Data entries
Segment Open

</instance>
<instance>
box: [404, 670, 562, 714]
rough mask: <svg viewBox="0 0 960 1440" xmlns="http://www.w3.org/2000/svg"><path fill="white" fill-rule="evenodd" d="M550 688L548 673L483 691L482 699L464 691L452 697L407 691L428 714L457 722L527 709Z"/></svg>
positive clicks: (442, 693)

Segment Closed

ABOUT THIS TASK ->
A faithful, word-for-word transcription of the data above is required.

FINAL ANSWER ->
</instance>
<instance>
box: [404, 670, 562, 714]
rough mask: <svg viewBox="0 0 960 1440" xmlns="http://www.w3.org/2000/svg"><path fill="white" fill-rule="evenodd" d="M550 688L548 673L483 691L482 699L464 691L452 697L407 691L428 714L457 722L527 709Z"/></svg>
positive clicks: (442, 693)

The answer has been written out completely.